#### 課題
「Category: marble floor」を含む行からエントリの最後までを、「red cross」を「blue star」に差し替えて書き出しなさい。ほかの部分は変更しないこと。

[物体の出現位置を示すデータセットのエントリ]
────────
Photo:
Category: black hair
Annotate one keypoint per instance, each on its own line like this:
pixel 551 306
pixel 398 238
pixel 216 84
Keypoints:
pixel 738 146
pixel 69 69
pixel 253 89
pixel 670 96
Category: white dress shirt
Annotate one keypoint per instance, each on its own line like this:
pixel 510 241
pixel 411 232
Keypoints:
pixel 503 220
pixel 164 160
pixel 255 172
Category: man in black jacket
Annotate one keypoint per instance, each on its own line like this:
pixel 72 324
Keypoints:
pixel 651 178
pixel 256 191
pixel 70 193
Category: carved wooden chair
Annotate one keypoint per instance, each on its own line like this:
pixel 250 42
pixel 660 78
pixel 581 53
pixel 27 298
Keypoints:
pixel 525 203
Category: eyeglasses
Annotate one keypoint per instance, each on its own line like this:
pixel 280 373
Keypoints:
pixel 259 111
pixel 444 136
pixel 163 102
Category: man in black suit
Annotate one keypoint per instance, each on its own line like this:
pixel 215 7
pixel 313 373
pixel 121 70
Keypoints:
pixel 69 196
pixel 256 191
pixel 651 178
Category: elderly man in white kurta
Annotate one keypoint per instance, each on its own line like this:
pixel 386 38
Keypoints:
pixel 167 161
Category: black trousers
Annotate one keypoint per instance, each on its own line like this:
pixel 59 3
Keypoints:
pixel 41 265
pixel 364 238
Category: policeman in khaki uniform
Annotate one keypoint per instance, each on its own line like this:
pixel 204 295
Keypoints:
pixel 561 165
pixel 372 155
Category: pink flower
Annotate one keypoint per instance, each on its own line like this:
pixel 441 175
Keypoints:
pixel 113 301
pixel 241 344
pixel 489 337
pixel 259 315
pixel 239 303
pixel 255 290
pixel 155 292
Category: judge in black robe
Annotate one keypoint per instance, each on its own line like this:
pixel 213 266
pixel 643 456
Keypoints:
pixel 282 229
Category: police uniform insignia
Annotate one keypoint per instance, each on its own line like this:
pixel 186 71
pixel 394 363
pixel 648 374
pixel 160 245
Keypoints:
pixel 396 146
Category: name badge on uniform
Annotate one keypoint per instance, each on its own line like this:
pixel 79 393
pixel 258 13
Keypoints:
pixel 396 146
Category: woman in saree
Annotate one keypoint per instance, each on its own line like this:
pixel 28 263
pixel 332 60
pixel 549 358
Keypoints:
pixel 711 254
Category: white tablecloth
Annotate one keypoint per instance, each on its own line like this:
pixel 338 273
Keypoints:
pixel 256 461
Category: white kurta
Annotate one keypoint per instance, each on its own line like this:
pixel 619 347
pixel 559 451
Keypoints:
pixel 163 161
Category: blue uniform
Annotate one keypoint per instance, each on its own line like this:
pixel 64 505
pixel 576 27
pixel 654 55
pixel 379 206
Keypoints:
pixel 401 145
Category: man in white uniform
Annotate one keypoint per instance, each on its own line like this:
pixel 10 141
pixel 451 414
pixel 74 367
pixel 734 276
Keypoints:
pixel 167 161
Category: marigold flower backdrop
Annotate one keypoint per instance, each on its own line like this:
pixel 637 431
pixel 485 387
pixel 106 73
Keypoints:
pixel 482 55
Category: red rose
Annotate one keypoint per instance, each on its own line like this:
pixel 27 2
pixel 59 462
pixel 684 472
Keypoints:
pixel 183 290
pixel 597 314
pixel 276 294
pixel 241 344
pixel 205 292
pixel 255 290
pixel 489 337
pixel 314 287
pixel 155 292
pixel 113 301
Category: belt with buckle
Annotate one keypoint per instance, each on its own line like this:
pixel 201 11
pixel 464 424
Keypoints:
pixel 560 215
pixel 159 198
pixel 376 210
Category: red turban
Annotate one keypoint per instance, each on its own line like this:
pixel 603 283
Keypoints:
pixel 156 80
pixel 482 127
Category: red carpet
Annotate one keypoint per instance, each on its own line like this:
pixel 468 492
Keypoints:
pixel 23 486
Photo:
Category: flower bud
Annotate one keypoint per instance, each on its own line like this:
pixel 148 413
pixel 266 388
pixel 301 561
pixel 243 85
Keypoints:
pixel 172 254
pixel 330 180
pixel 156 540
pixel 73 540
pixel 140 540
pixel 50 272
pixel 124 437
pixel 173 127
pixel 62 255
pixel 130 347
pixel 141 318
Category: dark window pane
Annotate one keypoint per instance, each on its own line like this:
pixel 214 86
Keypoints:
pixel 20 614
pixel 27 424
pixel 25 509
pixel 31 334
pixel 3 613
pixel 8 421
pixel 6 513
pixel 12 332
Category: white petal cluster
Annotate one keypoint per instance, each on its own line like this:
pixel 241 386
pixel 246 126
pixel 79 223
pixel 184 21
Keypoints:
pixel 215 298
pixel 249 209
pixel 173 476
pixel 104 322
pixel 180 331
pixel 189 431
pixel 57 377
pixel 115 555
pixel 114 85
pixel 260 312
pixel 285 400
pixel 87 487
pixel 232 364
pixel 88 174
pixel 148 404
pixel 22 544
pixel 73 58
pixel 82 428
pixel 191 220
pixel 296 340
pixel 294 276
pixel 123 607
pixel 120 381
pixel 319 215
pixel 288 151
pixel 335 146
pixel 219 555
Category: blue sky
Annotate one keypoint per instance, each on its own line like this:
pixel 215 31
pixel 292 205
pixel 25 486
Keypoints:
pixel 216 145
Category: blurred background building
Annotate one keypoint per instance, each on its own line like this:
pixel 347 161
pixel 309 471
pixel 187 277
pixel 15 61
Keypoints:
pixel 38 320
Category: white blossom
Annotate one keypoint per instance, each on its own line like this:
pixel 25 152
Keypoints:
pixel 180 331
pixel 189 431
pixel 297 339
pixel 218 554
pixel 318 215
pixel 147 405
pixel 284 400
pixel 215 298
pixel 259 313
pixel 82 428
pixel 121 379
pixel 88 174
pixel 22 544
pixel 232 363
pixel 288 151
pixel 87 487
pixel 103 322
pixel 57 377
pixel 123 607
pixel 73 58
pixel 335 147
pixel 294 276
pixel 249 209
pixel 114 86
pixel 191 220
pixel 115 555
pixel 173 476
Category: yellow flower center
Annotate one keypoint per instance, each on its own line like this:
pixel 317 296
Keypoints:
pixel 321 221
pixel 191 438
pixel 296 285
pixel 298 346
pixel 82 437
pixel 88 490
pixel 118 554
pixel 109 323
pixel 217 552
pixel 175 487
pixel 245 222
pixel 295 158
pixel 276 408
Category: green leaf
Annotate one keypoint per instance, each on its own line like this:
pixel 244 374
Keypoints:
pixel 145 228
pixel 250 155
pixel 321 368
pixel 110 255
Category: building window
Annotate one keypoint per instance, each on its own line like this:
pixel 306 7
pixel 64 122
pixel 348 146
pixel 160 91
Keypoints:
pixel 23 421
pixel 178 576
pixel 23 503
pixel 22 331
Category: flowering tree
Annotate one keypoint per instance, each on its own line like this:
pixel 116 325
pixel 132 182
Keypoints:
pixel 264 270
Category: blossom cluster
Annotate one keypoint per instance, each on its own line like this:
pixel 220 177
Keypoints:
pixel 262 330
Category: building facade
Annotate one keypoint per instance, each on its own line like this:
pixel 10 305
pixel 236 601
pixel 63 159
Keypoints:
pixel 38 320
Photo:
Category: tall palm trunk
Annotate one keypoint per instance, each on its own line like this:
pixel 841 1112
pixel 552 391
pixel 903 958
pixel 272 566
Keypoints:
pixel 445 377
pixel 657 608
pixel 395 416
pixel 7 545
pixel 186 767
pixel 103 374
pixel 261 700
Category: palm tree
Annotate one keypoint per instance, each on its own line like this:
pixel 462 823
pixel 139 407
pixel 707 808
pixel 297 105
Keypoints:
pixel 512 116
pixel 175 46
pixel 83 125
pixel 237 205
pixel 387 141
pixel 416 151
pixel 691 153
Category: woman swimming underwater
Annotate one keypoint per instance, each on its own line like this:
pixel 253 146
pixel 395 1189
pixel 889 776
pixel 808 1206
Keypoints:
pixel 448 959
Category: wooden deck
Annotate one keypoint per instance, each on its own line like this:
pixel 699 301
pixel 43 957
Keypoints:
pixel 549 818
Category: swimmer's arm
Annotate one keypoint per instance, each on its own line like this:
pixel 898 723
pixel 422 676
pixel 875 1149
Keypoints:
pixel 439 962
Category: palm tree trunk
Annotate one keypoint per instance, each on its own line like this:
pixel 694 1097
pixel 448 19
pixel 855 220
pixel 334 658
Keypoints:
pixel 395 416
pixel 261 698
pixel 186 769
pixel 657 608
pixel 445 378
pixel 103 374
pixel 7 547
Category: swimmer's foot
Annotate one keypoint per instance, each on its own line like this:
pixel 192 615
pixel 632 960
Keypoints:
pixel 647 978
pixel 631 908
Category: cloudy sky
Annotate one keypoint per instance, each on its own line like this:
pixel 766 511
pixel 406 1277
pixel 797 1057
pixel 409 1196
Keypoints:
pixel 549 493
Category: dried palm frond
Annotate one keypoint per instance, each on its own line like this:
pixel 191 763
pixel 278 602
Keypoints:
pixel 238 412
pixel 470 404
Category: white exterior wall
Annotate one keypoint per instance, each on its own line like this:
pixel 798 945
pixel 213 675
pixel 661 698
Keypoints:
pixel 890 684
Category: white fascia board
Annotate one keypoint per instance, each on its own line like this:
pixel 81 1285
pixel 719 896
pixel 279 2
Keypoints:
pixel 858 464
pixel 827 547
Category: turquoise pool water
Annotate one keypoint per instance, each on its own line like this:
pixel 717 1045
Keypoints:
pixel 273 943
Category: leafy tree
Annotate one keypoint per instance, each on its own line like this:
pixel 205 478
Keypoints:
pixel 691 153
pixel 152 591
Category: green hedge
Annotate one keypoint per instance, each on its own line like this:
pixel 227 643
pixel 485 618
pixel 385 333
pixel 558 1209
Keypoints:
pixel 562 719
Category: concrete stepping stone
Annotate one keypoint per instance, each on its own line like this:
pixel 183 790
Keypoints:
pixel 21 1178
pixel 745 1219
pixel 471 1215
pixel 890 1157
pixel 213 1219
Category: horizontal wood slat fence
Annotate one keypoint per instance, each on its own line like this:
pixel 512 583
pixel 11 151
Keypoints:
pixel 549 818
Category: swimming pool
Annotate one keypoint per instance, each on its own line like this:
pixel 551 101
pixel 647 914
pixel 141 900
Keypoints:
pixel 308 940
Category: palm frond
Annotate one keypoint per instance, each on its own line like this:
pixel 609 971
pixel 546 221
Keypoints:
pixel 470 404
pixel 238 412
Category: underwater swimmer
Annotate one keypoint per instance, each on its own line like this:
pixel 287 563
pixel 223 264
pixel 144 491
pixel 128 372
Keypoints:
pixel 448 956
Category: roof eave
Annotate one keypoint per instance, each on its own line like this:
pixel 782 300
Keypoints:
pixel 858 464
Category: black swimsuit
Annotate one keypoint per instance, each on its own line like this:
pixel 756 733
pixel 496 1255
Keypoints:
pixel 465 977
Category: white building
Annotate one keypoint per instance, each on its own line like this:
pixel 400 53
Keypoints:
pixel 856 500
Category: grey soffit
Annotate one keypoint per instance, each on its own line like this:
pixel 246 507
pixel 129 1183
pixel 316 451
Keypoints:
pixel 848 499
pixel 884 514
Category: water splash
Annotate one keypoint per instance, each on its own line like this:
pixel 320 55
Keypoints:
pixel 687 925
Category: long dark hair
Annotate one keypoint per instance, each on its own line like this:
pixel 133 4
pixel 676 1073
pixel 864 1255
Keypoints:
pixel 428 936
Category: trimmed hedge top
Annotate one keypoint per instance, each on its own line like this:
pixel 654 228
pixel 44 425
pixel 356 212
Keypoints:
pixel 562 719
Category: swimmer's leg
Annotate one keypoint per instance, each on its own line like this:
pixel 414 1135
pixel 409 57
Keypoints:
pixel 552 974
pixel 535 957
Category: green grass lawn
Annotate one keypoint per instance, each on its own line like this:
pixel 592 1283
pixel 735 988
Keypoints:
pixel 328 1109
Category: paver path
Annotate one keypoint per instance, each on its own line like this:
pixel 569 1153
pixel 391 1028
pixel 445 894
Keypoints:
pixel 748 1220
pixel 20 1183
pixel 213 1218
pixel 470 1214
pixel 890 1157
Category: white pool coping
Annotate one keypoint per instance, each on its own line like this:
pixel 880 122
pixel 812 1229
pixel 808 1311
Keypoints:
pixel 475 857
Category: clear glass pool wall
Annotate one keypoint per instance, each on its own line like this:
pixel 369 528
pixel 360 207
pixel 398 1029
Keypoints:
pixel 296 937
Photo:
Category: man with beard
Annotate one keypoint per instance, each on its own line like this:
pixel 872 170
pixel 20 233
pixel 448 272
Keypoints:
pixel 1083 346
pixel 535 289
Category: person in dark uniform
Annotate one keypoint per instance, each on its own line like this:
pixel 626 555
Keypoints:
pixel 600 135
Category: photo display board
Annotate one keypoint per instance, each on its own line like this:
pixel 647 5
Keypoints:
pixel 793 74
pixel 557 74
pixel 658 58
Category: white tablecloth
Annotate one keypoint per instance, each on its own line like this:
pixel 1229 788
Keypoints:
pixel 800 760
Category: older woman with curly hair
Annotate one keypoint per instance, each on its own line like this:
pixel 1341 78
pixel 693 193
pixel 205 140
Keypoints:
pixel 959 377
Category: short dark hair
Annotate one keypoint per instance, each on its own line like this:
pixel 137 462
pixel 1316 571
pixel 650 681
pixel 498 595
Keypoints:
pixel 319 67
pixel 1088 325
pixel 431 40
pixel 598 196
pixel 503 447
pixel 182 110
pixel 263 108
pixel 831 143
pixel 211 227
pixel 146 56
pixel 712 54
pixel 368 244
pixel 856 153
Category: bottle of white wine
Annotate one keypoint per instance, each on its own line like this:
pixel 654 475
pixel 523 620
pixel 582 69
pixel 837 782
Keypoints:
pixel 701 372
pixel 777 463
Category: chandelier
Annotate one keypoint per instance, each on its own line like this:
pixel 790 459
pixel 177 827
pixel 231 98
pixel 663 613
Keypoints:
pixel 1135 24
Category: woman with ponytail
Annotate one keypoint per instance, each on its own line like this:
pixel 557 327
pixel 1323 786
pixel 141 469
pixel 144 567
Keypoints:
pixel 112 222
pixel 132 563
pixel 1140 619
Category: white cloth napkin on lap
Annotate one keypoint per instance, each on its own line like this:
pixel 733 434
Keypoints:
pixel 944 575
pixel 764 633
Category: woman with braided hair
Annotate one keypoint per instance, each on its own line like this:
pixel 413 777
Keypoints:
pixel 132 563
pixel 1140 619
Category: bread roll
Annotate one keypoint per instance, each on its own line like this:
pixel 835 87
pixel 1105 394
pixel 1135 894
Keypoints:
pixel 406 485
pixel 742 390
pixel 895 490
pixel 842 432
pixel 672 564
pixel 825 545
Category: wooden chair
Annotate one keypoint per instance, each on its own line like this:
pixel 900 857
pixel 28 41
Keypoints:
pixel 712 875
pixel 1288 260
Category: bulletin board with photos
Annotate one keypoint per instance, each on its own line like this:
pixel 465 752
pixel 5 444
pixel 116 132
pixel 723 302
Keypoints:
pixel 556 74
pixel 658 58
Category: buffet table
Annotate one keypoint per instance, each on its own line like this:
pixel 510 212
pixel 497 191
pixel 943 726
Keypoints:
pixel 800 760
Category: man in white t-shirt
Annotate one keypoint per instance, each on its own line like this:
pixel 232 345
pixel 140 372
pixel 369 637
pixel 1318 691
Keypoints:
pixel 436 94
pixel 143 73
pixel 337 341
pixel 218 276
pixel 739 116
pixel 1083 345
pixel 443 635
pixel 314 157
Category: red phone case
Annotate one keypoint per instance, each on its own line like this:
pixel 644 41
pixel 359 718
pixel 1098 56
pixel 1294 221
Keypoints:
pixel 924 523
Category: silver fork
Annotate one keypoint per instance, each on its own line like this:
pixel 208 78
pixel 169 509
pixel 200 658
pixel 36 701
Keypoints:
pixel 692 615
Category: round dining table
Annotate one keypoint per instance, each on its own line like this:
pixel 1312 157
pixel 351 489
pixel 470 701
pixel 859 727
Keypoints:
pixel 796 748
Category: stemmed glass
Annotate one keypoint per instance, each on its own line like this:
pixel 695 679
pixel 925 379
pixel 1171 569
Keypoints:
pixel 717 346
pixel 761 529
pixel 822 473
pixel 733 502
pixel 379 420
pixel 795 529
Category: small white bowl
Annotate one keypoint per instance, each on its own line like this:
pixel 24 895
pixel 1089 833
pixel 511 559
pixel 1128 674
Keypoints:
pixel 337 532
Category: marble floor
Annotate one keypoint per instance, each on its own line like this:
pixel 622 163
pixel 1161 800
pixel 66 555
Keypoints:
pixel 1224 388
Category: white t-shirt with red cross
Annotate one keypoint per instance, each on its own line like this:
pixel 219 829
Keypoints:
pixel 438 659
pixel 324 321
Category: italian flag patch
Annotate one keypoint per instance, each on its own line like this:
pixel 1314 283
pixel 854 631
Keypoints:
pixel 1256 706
────────
#### 解答全文
Category: marble floor
Annotate one keypoint per instance, each on its own line like this:
pixel 622 163
pixel 1161 800
pixel 66 555
Keypoints:
pixel 1224 388
Category: white t-shirt with blue star
Annotate one keypoint per instance, each on its own line like this:
pixel 219 829
Keypoints:
pixel 438 659
pixel 324 321
Category: italian flag patch
Annotate one keypoint per instance, each on its own line like this:
pixel 1314 283
pixel 854 631
Keypoints:
pixel 1256 706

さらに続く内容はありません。